Concept of Tense in English Grammar
The second language learners face unique kind of problems while dealing with the tense category of English grammar. To grasp the concept you have to climb the ladder step by step.
First, it is important to define the term 'tense' itself. To do so, you need to properly define verb category in English grammar. The verb shows actions, states, processes and events. For instance:

They assess the report. (Process verb)
John eats an apple. (Action verb)
This is a book. (State verb)
Ali built a house (Event verb)

Now, in order to understand the concept of tense first we have to understand the concept of time. Time is a mathematical entity. It is also universal because its start and end cannot be determined. Therefore time is like a straight line on which we can show past, present and future time:
Past Present Future

That much about the concept of time. What is tense then? Tense = verb (which is state, process, action, event) + Time. Thus in the sentences below the verb notion remains intact but only the time will change by changing the form of the verb:

1. They assess (process+present time) the report. The assessed (process+ past time) the report.
◇ ◇ ◇ ◇ ◇ ◇ ◇
- Short task a: Count how many lines of the records contain the string "navy", and give only that number.

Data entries
◇ ◇ ◇ ◇ ◇ ◇ ◇
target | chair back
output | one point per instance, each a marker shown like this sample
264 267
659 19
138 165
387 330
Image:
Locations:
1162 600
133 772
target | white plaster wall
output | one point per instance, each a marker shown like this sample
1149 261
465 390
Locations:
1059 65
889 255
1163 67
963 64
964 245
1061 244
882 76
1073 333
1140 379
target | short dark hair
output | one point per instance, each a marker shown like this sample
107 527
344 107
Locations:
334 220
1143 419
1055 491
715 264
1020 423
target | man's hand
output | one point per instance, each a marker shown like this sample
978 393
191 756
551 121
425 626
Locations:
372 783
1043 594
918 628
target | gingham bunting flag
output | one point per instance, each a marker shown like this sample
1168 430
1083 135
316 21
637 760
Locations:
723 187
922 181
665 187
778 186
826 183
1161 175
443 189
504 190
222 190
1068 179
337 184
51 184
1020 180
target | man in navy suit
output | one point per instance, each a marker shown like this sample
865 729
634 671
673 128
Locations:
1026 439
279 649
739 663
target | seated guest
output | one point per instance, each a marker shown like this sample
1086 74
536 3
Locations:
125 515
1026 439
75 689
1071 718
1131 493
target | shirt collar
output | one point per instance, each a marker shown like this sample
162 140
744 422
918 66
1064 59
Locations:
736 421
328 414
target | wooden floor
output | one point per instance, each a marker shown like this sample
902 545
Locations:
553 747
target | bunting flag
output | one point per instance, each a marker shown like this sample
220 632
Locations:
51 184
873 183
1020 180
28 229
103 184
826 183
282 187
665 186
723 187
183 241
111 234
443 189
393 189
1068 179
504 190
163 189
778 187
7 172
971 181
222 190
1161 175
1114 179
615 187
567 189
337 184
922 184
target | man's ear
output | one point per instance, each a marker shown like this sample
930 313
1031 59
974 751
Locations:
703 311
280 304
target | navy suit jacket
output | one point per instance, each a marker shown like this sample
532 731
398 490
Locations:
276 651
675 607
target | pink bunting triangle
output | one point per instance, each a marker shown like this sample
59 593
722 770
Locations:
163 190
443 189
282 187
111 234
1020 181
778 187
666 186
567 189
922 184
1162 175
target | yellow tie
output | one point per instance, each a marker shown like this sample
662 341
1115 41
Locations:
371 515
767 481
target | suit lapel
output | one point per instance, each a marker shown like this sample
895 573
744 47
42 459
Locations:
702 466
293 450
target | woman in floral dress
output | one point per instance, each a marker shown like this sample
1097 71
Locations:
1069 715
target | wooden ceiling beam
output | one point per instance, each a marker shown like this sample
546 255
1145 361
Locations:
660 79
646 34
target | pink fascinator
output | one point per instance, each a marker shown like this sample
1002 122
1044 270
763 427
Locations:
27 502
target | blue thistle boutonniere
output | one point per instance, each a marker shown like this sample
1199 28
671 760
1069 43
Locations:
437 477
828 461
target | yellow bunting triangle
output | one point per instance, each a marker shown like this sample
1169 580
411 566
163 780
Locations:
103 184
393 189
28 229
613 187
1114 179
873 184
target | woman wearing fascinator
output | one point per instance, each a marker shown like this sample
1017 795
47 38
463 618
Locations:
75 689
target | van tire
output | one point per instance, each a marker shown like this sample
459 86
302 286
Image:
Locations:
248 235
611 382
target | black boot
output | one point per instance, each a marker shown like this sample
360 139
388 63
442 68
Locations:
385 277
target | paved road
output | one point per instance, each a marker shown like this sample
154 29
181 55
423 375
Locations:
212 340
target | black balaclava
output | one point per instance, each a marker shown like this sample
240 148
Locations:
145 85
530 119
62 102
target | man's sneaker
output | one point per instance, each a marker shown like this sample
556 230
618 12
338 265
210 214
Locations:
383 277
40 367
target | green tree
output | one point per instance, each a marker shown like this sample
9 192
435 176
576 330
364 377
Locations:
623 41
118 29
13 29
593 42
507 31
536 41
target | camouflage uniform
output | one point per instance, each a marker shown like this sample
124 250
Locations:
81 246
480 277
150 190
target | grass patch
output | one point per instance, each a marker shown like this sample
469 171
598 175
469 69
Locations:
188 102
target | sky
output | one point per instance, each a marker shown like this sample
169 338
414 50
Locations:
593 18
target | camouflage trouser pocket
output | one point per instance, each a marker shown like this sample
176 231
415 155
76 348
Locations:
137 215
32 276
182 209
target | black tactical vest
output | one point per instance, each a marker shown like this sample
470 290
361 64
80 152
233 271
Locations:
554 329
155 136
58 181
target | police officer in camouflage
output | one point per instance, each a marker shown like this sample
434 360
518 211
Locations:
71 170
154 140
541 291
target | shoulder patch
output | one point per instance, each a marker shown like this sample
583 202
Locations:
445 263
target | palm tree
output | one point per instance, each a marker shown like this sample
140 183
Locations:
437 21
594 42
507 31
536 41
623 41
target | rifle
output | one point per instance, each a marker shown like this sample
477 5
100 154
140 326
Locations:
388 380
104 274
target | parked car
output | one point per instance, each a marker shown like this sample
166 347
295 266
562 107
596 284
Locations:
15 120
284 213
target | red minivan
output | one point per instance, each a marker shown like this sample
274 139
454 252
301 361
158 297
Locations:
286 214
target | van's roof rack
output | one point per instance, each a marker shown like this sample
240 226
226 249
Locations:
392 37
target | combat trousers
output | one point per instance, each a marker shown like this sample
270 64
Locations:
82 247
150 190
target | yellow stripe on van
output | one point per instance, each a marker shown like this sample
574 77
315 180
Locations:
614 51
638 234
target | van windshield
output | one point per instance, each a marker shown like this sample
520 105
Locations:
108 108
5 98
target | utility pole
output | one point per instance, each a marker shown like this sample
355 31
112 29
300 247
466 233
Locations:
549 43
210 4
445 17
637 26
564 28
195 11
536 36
◇ ◇ ◇ ◇ ◇ ◇ ◇
- Short task b:
Answer these questions using the text on tense in English grammar, with one answer per line:
(i) According to the text, what four things does the verb show?
(ii) What kind of entity does the text call time?
(iii) What two things does the text say tense is made of?

- Exercise answer a: 2

- Exercise answer b:
(i) Actions, states, processes and events.
(ii) A mathematical entity.
(iii) Verb plus time.